══ TASK INPUTS

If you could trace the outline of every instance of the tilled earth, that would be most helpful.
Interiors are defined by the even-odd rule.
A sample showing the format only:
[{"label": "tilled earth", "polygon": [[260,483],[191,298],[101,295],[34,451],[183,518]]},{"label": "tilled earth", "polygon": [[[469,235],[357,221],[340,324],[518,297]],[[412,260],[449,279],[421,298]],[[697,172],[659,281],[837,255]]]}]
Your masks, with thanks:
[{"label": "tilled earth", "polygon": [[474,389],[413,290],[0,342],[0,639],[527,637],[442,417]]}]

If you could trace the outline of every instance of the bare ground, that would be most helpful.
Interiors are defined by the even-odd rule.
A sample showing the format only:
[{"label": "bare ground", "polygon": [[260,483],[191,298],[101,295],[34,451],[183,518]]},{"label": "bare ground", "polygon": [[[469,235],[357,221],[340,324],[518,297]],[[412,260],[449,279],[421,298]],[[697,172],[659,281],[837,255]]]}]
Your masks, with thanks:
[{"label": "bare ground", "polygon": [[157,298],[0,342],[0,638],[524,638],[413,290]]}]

════

ACTIVITY:
Go through the data and gather every line that holds "helpful".

SOLUTION:
If you could trace the outline of every instance of the tilled earth, that would be most helpful.
If you could trace the outline of every instance of the bare ground, that would be most helpful.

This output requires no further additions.